Extract:
Just contributing my version of the same function, which also works for unbalanced cases where the totals in each stage are not the same. (In other words: where flows stop at different stages.) The previous version would only expect final nodes to be in the final stage.

make_data_sankey_new <- function(data) {
  "%nin%" <- Negate('%in%')

  data$x <- NA

  for (i in 1:length(data$node)) {
    if (data$node[i] %nin% data$next_node) {
      data$x[i] <- 1
    }
  }

  for (i in 1:length(data$node)) {
    if (data$node[i] %in% data$next_node) {
      data$x[i] <- data$x[match(data$node[i], data$next_node)] +1
    }
  }

  sankey_data2 <- data %>%
    mutate(next_x = x + 1)

  final_nodes <- sankey_data2 %>% 
    dplyr::filter(next_node %nin% node) # last nodes regardless of stage

  final_rows <- tibble(
    node = final_nodes$next_node,
    value = final_nodes$value,
    total = final_nodes$value,
    x = final_nodes$next_x,
    next_node = NA,
    next_x = NA
  )

  bind_rows(sankey_data2, final_rows)  %>% 
    group_by(x, node) %>% 
    mutate(total = sum(value))
}

Recorded data:
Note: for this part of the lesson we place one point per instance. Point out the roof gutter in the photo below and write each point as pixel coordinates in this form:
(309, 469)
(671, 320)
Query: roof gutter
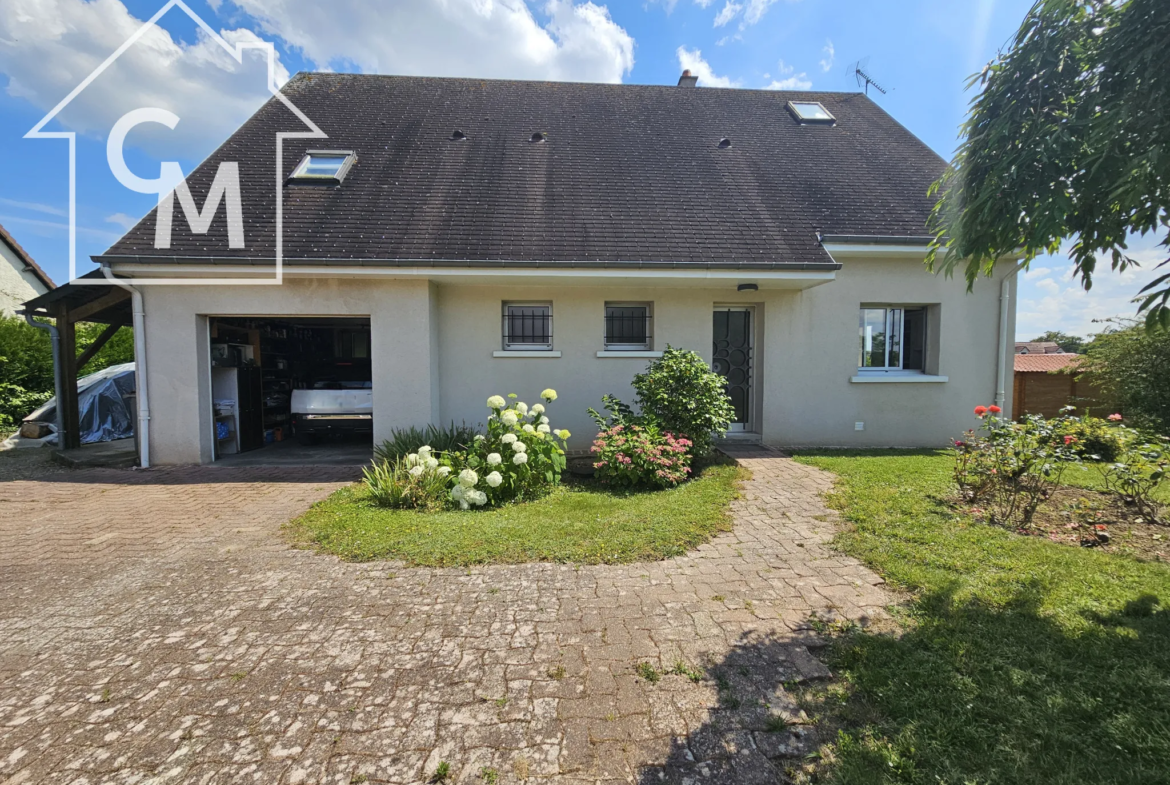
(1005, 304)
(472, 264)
---
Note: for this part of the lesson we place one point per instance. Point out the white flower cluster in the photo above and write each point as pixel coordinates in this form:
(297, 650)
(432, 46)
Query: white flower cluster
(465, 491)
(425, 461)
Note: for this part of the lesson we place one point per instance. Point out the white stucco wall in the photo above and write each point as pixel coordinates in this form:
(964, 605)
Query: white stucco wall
...
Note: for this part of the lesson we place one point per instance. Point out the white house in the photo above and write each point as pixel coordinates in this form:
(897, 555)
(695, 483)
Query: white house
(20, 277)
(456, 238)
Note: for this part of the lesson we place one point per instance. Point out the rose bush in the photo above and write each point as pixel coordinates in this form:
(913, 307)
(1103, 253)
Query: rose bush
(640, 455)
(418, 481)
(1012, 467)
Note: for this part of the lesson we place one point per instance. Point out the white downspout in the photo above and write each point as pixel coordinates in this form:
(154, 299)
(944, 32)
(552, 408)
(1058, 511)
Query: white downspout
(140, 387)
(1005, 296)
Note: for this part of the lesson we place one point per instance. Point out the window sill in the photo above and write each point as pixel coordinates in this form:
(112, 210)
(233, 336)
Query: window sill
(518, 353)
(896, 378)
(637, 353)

What is asked:
1) Quote the Sankey function post above, everything from "Just contributing my" down to "the final stage.".
2) Translate this sentence from the Sankey function post into Spanish: "The previous version would only expect final nodes to be in the final stage."

Results for each task:
1)
Just contributing my version of the same function, which also works for unbalanced cases where the totals in each stage are not the same. (In other words: where flows stop at different stages.) The previous version would only expect final nodes to be in the final stage.

2) La versión anterior solo esperaría que los nodos finales estuvieran en la etapa final.